En todo caso, el presente artículo expresa un ejercicio en este sentido, basándome en Las enseñanzas de don Juan, de Carlos Castaneda (edición del Fondo de Cultura Económica, México, 1974, y del que se extrajeron todas las citas). Elegí este libro por lo extraño del contexto que presenta. Me queda claro que el propósito del autor no es la ética, en todo caso andará tras una epistemología, pero el objetivo de don Juan, como maestro, sí parece tener mucho que ver con lo moral: “quien lo busque debe tener una intención y una voluntad irreprochables” (p. 106), dirá respecto a un aspecto del conocimiento, y lo repetirá con otros términos a lo largo de sus enseñanzas. De hecho, se negará a enseñarle a Carlos cualquier cosa mientras no compruebe la calidad de persona que es.
Así las cosas, tras una aclaración de mis razones (propio aprendizaje) para utilizar el texto de Castaneda y una breve noción de lo que se entiende por «ética» en filosofía, procederé a extraer de las prácticas de don Juan los aspectos morales en los que deposita los contenidos de sus enseñanzas.
En última instancia, lo que se persigue con ello es mostrar la validez que ciertos valores en la experiencia de Carlos tienen en nuestra propia cotidianidad, lo cual debiera movernos a sopesar su objetividad y justificar su desarrollo y práctica. Asimismo, invitar a extrapolar las circunstancias y rescatar los elementos que, en cualquier contexto cultural, por distinto que pueda parecernos, pueden ayudarnos a conformar nuestra propia ética.
Antecedentes
Durante muchos años de docencia con adolescentes, les mencionaba yo, como al paso, el texto de Carlos Castaneda Las enseñanzas de don Juan. Lo hacía de ese modo porque el contenido —el asunto de los alucinógenos—no se lleva necesariamente bien con la orientación de la institución donde laboraba, ni con la moral general de la sociedad. No podía recomendar abiertamente su lectura, pero me resultaba casi indispensable para la comprensión de lo que llamamos realidad, y es que yo impartía la clase de Lógica y hablar de la verdad, lo que era obviamente inevitable, requería de aquél concepto en cuestión. Por otra parte, la circunstancia en que se desarrolla el aprendizaje de Carlos, hacía del ejemplo algo entretenido, menos académico y filosófico, en principio.
Pero, además, si bien está claro que el libro trata principalmente el asunto del conocimiento, yo sabía que esa lectura podía ser provechosa para diversos tópicos de la filosofía —que a veces tocaba en otras asignaturas a mi cargo—, y también que parte de mi formación la debía en buena medida a ese tipo de literatura. Había tenido un primer acercamiento a ese texto a la edad que ahora tenían mis alumnos y, a la distancia que el tiempo da, podía ver lo que aprehendí de él. Sí, con ‘h’ intermedia puesto que en verdad había tomado e incorporado algunos asuntos en mi persona. Sabía, pues, que, si bien podrían abrirse posibilidades no recomendables en mis alumnos, tampoco conducía indefectiblemente a la práctica de ellas.

__Extractos de datos__:

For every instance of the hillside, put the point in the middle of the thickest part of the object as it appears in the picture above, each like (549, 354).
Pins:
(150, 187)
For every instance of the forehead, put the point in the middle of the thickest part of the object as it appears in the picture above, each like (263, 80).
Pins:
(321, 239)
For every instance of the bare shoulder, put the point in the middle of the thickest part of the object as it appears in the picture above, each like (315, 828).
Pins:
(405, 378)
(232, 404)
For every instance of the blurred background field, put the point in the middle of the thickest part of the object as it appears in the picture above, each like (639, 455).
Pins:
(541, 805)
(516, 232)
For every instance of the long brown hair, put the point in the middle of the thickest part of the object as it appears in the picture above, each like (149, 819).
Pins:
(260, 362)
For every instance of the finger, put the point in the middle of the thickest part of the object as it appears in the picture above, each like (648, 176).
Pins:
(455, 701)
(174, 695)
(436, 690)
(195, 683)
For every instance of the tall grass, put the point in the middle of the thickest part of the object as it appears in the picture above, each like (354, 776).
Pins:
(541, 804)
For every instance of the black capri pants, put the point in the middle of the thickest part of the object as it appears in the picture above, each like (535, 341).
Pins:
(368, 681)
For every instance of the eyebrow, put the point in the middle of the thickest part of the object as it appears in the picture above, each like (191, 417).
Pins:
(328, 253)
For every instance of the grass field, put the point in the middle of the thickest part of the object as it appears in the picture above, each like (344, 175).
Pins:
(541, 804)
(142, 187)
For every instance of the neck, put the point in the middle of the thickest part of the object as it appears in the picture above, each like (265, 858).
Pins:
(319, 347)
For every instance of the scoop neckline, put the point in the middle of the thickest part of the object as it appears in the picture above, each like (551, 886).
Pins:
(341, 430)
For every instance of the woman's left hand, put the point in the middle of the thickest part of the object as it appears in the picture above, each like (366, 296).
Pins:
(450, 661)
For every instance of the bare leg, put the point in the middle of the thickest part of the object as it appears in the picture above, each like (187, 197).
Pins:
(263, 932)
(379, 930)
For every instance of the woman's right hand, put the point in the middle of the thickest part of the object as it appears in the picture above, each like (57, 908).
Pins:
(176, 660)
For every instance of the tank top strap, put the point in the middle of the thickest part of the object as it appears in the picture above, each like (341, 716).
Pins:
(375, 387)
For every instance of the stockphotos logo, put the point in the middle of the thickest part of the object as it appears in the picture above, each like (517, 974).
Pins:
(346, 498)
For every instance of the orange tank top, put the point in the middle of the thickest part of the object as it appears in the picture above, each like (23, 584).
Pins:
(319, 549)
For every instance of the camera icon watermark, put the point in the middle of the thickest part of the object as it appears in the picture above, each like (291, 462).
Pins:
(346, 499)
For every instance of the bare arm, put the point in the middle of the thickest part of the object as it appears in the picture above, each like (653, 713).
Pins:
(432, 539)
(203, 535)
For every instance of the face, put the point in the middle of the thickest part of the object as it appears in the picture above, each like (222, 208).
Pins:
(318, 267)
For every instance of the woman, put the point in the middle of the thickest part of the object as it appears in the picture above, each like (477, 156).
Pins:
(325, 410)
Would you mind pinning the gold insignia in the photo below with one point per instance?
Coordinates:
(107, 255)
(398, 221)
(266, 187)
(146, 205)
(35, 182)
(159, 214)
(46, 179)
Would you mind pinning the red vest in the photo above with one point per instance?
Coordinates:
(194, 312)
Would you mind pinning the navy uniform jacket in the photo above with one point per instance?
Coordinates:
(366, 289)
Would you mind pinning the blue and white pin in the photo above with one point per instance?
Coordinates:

__Ejercicios__:
a - Indica si cada afirmación concuerda con el texto sobre las enseñanzas de don Juan, respondiendo sí o no y citando literalmente las palabras del texto que lo deciden: (i) el autor eligió el libro por lo extraño de su contexto; (ii) el autor impartía a los adolescentes la clase de Ética; (iii) don Juan acepta enseñarle a Carlos sin comprobar antes qué clase de persona es.
b - Cuenta las líneas del listado que contienen la cadena "bare" y escribe solo el número.

__Respuestas__:
a -
(i) Sí: "Elegí este libro por lo extraño del contexto que presenta."
(ii) No: "yo impartía la clase de Lógica"
(iii) No: "se negará a enseñarle a Carlos cualquier cosa mientras no compruebe la calidad de persona que es."

b - 3